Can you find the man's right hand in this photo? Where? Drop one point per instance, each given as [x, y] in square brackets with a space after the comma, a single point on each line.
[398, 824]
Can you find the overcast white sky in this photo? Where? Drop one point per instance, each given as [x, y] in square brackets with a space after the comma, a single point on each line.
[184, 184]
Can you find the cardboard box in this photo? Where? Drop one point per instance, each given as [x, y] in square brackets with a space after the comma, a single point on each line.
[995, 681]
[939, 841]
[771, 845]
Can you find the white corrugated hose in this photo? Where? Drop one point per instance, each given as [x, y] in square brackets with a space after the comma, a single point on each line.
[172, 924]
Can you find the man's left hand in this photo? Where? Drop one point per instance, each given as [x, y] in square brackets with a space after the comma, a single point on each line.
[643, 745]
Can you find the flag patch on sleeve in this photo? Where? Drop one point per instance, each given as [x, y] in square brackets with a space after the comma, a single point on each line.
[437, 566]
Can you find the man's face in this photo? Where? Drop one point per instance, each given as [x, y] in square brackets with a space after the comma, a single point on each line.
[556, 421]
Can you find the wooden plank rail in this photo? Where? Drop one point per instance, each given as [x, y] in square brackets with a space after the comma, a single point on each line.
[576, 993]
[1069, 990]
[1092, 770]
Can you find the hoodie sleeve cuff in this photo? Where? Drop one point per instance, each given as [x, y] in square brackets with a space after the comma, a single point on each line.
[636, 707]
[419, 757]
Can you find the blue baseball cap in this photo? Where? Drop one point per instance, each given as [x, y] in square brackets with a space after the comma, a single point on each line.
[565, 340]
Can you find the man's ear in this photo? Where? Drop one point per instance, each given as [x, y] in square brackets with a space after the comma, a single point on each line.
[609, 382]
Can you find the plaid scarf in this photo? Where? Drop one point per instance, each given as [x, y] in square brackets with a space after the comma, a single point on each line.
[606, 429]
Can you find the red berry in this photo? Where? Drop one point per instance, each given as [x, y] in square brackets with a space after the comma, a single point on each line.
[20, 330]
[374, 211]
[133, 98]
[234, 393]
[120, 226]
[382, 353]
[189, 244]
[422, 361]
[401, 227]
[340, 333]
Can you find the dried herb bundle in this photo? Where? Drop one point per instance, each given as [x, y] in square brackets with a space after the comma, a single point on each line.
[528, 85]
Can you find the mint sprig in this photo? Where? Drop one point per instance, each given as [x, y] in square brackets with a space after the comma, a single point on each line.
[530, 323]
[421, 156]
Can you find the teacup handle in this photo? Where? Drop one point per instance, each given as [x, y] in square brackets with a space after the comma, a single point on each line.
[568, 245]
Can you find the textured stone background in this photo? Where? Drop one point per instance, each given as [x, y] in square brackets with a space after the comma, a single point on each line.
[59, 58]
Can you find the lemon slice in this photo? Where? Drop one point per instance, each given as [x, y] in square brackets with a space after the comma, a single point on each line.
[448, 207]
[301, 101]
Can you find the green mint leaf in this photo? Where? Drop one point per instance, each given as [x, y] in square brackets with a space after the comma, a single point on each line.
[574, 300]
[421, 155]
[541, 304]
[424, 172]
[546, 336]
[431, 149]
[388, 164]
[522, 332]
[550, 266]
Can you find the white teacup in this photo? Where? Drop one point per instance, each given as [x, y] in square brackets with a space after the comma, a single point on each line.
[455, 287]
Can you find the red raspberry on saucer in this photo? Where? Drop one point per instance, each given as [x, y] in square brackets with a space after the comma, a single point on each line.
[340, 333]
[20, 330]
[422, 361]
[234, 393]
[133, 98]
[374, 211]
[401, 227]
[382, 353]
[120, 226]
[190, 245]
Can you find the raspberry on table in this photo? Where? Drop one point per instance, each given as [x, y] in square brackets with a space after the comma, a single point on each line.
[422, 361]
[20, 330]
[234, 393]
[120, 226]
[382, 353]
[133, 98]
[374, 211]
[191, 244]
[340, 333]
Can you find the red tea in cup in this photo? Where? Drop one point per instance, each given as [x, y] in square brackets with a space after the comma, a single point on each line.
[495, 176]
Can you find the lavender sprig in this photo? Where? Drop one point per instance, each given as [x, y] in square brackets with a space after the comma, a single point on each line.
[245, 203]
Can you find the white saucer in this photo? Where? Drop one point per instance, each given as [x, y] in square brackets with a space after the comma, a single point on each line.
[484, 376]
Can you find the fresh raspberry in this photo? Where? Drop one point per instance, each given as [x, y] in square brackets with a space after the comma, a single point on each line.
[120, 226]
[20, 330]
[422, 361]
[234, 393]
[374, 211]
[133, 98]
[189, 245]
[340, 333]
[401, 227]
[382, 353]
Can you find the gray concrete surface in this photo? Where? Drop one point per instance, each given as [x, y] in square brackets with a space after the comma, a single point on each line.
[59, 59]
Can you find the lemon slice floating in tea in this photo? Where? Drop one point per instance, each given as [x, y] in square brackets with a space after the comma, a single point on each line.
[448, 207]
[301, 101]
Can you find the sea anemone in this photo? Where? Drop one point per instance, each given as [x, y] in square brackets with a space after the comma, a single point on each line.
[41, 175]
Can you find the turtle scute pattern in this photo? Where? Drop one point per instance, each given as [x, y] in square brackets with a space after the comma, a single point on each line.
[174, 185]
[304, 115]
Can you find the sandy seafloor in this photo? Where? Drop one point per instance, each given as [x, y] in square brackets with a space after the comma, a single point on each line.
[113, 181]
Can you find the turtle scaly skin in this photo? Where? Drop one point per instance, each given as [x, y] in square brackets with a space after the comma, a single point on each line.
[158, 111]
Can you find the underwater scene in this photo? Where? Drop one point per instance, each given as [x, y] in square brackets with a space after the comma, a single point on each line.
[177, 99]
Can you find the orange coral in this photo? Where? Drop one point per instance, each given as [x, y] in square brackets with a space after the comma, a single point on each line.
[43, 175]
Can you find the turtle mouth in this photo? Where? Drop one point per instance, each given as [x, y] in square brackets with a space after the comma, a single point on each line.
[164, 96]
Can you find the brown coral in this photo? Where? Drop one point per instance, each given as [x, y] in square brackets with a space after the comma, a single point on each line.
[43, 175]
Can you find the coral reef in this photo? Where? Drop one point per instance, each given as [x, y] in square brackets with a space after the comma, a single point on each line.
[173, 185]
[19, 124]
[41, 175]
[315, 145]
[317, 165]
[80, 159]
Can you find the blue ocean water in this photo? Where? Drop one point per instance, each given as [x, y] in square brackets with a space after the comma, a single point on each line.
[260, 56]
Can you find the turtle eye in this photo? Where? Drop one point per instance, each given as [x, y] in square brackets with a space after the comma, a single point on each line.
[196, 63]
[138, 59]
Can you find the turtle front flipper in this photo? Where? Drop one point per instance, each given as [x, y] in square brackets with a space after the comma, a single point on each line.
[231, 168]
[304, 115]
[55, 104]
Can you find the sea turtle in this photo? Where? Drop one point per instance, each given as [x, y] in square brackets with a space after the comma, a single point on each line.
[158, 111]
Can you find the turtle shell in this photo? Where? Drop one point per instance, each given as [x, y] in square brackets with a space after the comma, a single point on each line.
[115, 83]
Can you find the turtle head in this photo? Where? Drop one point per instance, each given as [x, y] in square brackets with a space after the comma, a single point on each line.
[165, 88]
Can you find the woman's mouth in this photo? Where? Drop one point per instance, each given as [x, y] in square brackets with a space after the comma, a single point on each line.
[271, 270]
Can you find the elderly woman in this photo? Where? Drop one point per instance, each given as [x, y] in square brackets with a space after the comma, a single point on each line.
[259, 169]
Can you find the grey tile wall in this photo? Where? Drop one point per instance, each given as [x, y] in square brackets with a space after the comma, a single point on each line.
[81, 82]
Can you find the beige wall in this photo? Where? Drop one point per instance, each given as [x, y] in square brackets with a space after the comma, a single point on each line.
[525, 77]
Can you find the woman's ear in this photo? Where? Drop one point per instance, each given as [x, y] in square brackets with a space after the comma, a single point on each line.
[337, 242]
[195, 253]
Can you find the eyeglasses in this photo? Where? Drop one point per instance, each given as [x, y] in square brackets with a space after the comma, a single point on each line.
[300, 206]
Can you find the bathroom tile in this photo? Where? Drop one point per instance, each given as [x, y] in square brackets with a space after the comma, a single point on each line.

◇ ◇ ◇ ◇

TASK DESCRIPTION: Look above for the line containing "Can you find the turtle shell"; reproduce it and every line after it through the end of the material, exactly, and nothing else.

ANSWER FOR THE TASK:
Can you find the turtle shell in this photo? Where? Drop one point per instance, each given as [x, y] in square brackets with a space after the comma, a single point on each line.
[115, 83]
Can you find the turtle head in this photo? Where? Drop one point per instance, each given as [x, y] in square brackets with a space after the comma, a single point on each line.
[165, 88]
Can you find the woman's mouth in this photo? Where? Drop one point per instance, each given as [x, y] in square brackets with a space after the comma, a single point on each line.
[271, 270]
Can you find the elderly woman in this photo? Where? Drop one point per instance, each given as [x, y] in square brackets with a space after the comma, a single point on each line.
[259, 169]
Can you find the grey tile wall in this photo? Where? Drop one point per instance, each given as [x, y] in square brackets with a space after the comma, a single point on each line.
[81, 82]
Can you find the beige wall in this photo? Where? Drop one point per instance, each given as [x, y] in square brackets with a space after the comma, a single point on each line.
[525, 77]
Can you find the woman's ear in this photo? Where? Drop one point per instance, each given as [x, y] in square brackets with a space after the comma, a single point on each line.
[337, 242]
[195, 253]
Can you find the eyeglasses in this photo? Where? Drop one point per instance, each given as [x, y] in square brackets with a space after the comma, a single point on each line.
[300, 206]
Can you find the bathroom tile in this photo? Where? Drop one point per instance, each given as [x, y] in square brackets with a space after the comma, a single point on each line.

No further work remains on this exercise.